- Teks Bacaan -
****************

Saturday, April 07, 2007

Kepompong

Judul : Kepompong
Penulis : Indah Darmastuti
Editor : Anwar Holid
Penerbit : Jalasutra
Tebal : xx + 263 hal

Pada lengkuh Leuser aku menyerahkan diri menjadi kepompong, alam membantuku mengendap dan memintal kekuatan baru. ……Waktunya telah tiba, aku akan keluar dari kepompong Leuser. Terbang melintas padang kehidupan luas luar sana…melintas pematang hidup dan menyambut fajar masa depan yang menyingsing di kelopak cita-citaku.(hal 230)

Prasasti, gadis jakarta; lahir dari keluarga yang memiliki kisah kelam. Ia seolah hidup dalam kutukan akibat kebejadan moral kakeknya. Ibunya pernah diperkosa ayah kandungnya, lalu mengalami tiga kali kawin-cerai dan kini hidup dari pelukan satu lelaki ke lelaki lainnya, bahkan tega berhubungan seks dengan Adang, kekasih Prasasti. Kecewa terhadap ibunya, Prasasti minggat dan tinggal bersama Om-nya di Bandung. Dalam benaknya kini tertancap, bahwa di dunia ini tak ada lelaki yang baik; semua buruk!

Tinggal dirumah Om-nya yang bisa dikatakan sebagai keluarga harmonis, membuat rasa frustasi dan kebencian Prasasti terhadap ibunya mejadi luntur. Setelah menyelesaikan studinya di Bandung Prasasti kembali ke Jakarta untuk tinggal kembali bersama Ibunya. Sebagai wantia dewasa ia mencoba memahami apa yang dirasakan dan dialami oleh ibunya sehingga ibunya menjadi seperti sekarang ini. Bahkan ia mencoba agar ibunya merubah pandangan hidupnya yang telah rusak akibat derita yang dialaminya.

Di Jakarta, Prasasti berkenalan dengan Arrond, seorang peneliti asal Australia yang mengajaknya bergabung melakukan penelitian bersama para peneliti konsevasi satwa dan hutan di Taman Nasional Leuser – Sumatera.
Pengalamannya di Lueser inilah yang membuat Prasasti seolah menjadi kepompong yang akhirnya akan menetas menjadi Prasasti yang baru yang tidak lagi terikat dengan sejarah masa lalu keluarganya yang buruk dan siap terbang merengkuh cita-citanya.

****************

- Entri dari sumber data -
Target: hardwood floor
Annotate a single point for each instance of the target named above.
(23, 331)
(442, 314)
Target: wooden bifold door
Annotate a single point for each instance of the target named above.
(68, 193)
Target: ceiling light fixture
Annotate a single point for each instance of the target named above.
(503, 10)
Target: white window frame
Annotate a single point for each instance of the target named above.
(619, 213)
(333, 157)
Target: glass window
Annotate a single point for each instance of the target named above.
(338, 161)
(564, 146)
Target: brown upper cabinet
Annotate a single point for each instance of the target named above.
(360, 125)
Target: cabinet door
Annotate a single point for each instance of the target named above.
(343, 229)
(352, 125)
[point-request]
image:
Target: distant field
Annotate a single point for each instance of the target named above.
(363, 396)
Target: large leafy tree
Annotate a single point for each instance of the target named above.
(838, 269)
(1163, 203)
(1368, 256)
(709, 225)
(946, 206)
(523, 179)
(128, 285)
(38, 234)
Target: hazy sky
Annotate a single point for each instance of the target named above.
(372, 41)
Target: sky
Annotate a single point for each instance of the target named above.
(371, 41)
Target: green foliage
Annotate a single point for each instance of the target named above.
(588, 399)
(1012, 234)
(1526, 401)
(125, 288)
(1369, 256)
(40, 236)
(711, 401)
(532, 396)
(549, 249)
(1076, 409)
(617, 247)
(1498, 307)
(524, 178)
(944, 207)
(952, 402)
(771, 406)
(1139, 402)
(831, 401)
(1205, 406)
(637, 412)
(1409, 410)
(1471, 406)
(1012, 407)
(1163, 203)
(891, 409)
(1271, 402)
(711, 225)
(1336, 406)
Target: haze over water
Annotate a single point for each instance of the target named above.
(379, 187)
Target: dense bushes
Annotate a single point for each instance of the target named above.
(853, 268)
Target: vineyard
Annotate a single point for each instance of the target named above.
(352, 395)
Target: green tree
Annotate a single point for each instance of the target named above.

****************

- Soal -
Jawab pertanyaan berikut berdasarkan ulasan buku Kepompong:
(a) Siapa editor buku tersebut?
(b) Di kota mana Prasasti tinggal bersama Om-nya setelah minggat?
(c) Arrond adalah peneliti dari negara mana?

- Jawaban -
(a) Anwar Holid
(b) Bandung
(c) Australia